### Domande
(1) Elenca tutti i nomi di gruppi e musicisti citati nel testo sui Fear Factory.
(2) Prosegui il testo sui Fear Factory a partire dal punto in cui si ferma.

### Estratto scelto
---+---
La prima parte della storia di un gruppo come i
Fear Factory la conoscono tutti, anche quelli che al metal associano per prima cosa nomi come Marylin Manson e Pantera, tanto perchè l'hanno sentito per sbaglio da MTV, in quanto la band statunitense è di fatto una delle più importanti ed innovative all'interno del metal contaminato.
La storia recente è costellata invece da ben altri argomenti, tra dischi ridicoli, litigi degni dei bambini delle elementari e delusioni/illusioni dopo album che dovevano segnare la rinascita dei Fear Factory, alla luce del successo di "
Archetype".
Invece ecco che arriva "
Transgression", un flop mondiale di dimensioni clamorose, che rigetta la band nell'oblio e la ridimensiona non poco, basti vedere il passaggio di label dalla celeberrima Roadrunner alla ben più modesta AFM, quasi segno che la band di Burton Bell possa essere ancora appetibile in Europa ma ormai "roba vecchia" negli Stati Uniti.
---+---
### Voci fornite

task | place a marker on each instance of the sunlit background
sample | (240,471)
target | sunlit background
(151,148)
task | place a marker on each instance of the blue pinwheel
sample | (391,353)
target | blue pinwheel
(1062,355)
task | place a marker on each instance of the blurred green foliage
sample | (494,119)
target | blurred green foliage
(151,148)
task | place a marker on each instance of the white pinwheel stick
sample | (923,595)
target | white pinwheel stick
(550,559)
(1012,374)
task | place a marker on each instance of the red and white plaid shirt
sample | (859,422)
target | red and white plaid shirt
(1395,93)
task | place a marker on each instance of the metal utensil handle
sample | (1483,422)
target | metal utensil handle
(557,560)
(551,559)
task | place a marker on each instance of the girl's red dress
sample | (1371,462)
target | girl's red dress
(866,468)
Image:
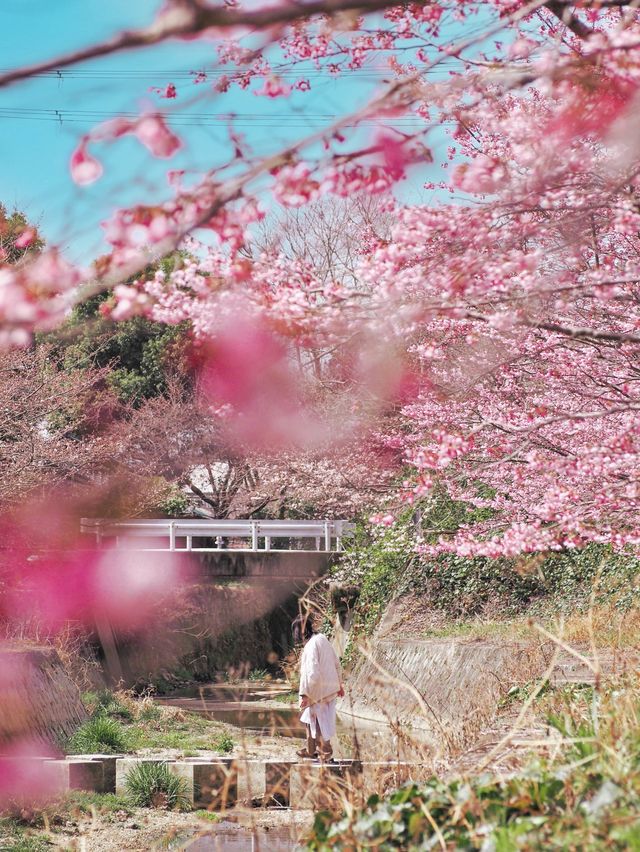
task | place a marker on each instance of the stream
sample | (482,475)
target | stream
(268,709)
(265,708)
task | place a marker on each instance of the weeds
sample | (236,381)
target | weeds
(100,735)
(258,674)
(208,816)
(585,794)
(224,744)
(153,785)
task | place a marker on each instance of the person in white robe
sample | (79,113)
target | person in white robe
(320,685)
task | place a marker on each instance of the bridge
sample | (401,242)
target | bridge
(213,536)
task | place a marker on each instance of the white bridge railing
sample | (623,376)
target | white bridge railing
(183,535)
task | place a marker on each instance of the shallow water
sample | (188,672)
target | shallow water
(228,837)
(240,706)
(252,706)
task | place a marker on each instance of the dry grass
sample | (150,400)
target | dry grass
(611,628)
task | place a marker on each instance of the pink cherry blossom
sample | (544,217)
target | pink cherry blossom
(85,169)
(154,134)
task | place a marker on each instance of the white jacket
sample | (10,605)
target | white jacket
(319,670)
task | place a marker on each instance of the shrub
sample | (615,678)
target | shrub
(258,674)
(101,735)
(106,703)
(224,744)
(153,785)
(583,798)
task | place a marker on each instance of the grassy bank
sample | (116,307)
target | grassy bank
(593,593)
(580,792)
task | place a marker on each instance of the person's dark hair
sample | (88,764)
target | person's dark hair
(302,628)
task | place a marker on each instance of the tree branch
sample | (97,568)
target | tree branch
(187,19)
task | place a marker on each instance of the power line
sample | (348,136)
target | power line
(243,119)
(370,71)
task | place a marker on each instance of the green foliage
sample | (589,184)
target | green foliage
(100,735)
(175,504)
(258,674)
(224,743)
(385,564)
(188,733)
(287,698)
(150,713)
(377,558)
(105,703)
(208,816)
(153,785)
(12,225)
(140,354)
(586,798)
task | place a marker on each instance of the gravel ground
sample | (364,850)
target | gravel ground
(147,830)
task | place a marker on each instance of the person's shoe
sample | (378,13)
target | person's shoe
(305,755)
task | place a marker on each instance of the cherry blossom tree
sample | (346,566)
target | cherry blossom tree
(498,322)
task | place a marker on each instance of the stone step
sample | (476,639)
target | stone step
(223,783)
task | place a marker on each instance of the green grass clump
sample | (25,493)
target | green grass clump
(153,785)
(224,743)
(100,735)
(259,674)
(105,703)
(208,816)
(287,698)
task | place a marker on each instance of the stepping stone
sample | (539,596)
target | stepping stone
(77,774)
(108,762)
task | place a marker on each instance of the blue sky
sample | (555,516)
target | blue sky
(36,146)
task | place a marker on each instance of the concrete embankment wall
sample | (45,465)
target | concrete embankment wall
(446,690)
(38,700)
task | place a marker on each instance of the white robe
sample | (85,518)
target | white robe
(320,681)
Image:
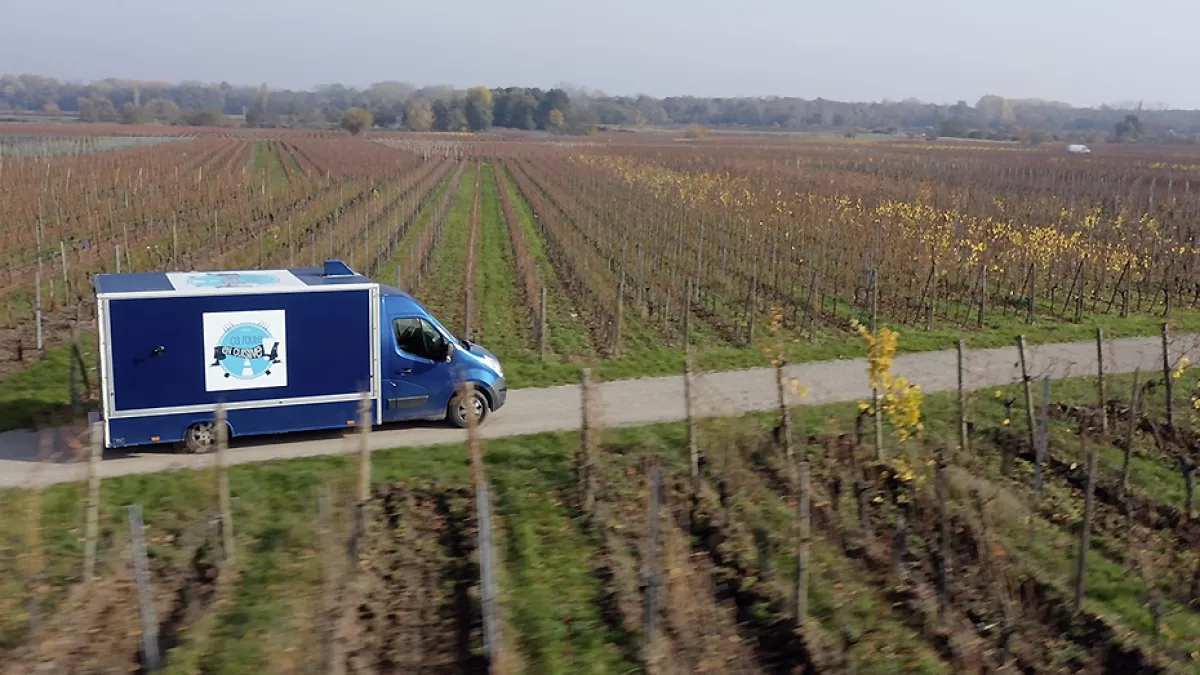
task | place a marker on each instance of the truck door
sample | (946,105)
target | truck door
(413,370)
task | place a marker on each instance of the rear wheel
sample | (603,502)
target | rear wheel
(201,437)
(457,411)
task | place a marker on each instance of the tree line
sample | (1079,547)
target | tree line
(396,105)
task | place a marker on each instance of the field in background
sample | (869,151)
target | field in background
(922,559)
(637,242)
(621,252)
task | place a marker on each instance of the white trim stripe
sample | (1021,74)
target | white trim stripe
(239,405)
(247,291)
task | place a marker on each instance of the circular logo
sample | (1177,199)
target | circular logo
(233,280)
(246,351)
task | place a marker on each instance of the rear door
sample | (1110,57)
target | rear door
(413,375)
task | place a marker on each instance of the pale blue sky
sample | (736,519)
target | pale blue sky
(1085,52)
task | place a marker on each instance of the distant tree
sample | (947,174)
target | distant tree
(553,100)
(1032,136)
(441,115)
(954,127)
(459,117)
(88,111)
(135,114)
(1128,129)
(419,115)
(163,111)
(355,120)
(211,117)
(479,108)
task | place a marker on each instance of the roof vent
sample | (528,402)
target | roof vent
(337,268)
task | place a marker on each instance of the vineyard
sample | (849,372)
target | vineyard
(615,254)
(978,535)
(774,543)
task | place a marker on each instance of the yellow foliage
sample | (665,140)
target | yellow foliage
(899,399)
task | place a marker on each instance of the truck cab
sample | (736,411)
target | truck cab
(421,362)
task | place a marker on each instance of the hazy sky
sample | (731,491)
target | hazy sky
(1085,52)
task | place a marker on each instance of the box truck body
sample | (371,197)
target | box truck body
(282,350)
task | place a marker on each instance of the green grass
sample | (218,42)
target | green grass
(504,321)
(387,273)
(442,290)
(41,393)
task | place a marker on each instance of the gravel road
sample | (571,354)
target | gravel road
(623,404)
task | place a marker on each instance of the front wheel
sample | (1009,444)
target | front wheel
(202,437)
(457,411)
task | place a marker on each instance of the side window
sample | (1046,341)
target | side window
(418,336)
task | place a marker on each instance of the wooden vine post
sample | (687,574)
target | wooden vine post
(1085,533)
(225,503)
(1029,392)
(1167,378)
(963,402)
(587,446)
(1099,384)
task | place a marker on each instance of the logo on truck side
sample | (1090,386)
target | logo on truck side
(245,350)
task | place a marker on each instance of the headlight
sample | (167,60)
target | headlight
(495,364)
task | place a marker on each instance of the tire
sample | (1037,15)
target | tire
(201,437)
(457,412)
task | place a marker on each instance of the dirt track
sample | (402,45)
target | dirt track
(628,404)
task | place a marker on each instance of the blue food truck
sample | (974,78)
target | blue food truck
(283,351)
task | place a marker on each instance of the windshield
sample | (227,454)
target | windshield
(447,332)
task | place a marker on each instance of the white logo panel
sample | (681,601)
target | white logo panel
(216,282)
(245,350)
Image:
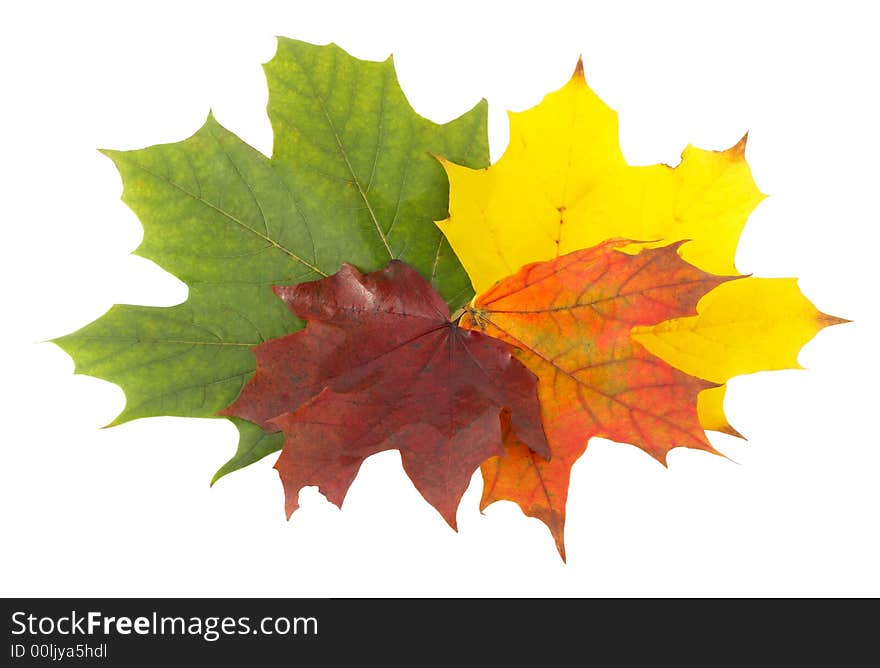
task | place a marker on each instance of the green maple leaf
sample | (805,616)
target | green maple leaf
(351,179)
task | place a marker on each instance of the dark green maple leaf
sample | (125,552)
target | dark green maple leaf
(351,179)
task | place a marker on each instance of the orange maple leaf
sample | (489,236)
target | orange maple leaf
(570,320)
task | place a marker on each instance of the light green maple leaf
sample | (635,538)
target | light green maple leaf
(351,179)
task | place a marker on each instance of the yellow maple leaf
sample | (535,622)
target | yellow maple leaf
(563,184)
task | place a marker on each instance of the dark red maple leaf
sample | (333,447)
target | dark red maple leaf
(381,366)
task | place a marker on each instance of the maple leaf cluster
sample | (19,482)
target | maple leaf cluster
(322,281)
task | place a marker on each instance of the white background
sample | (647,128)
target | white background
(128,511)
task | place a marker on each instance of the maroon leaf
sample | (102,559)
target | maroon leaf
(380,366)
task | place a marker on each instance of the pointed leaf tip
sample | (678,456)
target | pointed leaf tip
(579,70)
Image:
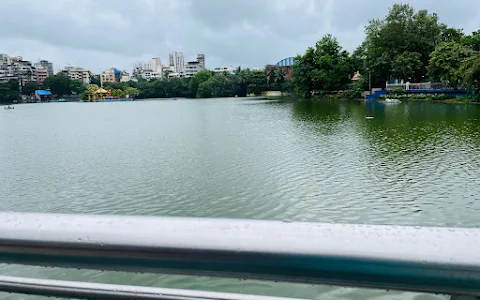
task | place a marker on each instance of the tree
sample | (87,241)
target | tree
(280,80)
(29,88)
(472,41)
(470,72)
(58,84)
(402,30)
(303,73)
(198,79)
(445,63)
(452,35)
(332,67)
(407,65)
(325,68)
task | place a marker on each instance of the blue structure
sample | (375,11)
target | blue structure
(43,95)
(460,93)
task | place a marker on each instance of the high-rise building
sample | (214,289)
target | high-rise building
(76,73)
(176,61)
(47,66)
(201,60)
(40,75)
(14,67)
(157,64)
(110,75)
(193,67)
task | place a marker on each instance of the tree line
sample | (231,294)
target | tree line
(408,45)
(206,84)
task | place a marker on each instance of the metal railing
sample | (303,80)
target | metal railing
(433,260)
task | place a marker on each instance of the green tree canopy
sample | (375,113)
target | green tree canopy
(407,65)
(325,68)
(402,31)
(445,63)
(198,79)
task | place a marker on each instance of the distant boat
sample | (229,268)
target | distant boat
(388,100)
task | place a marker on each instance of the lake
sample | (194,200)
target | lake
(412,164)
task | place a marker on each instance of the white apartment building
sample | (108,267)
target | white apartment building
(149,75)
(156,64)
(228,69)
(16,68)
(177,61)
(193,67)
(77,73)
---+---
### Risposte per numero
(1) Fear Factory, Marylin Manson, Pantera, Burton Bell

(2)
Tutto questo all'indomani di "Mechanize", il capitolo del rilancio, perlomeno mediatico, dato che è il disco che vede il rientro del figliol prodigo
Dino Cazares alla chitarra e nientedimeno che
Gene Hoglan alla batteria, insomma due fuscelli.
Diciamocela tutta: i due nuovi entrati hanno alzato così tanto il livello degli attuali Fear Factory? No, manco per niente.
La sostituzione non è assolutamente giustificata e sebbene Cazares e Hoglan non abbiano bisogno di sostenitori o difensori, dato che la loro fama è più che nota e sacrosanta, non si comprende la fuoriuscita di
Olde Wolbers, che si era sempre comportato musicalmente in maniera impeccabile negli anni passati, e specialmente di
Ray Herrera che era una delle punte di diamante dei FF.
Ok, guardiamo avanti e pensiamo solo a "
Mechanize", un album più che buono, questo possiamo dirlo, ma che non ce la fa ad uscire vincitore dal confronto con "Archetype"; la superiorità con "Transgression" è indiscussa ma la sola assenza odierna di nefandezze come "
Supernova" avrebbe reso qualsiasi album migliore di quello.
Piuttosto c'è da dire che il disco appare quasi spezzato in due tronconi, quello iniziale che punta principalmente sull'impatto e la brutalità, e quello finale più ragionato e melodico; indubbiamente più riuscito il secondo, alla luce di brani come ad esempio la title-track o "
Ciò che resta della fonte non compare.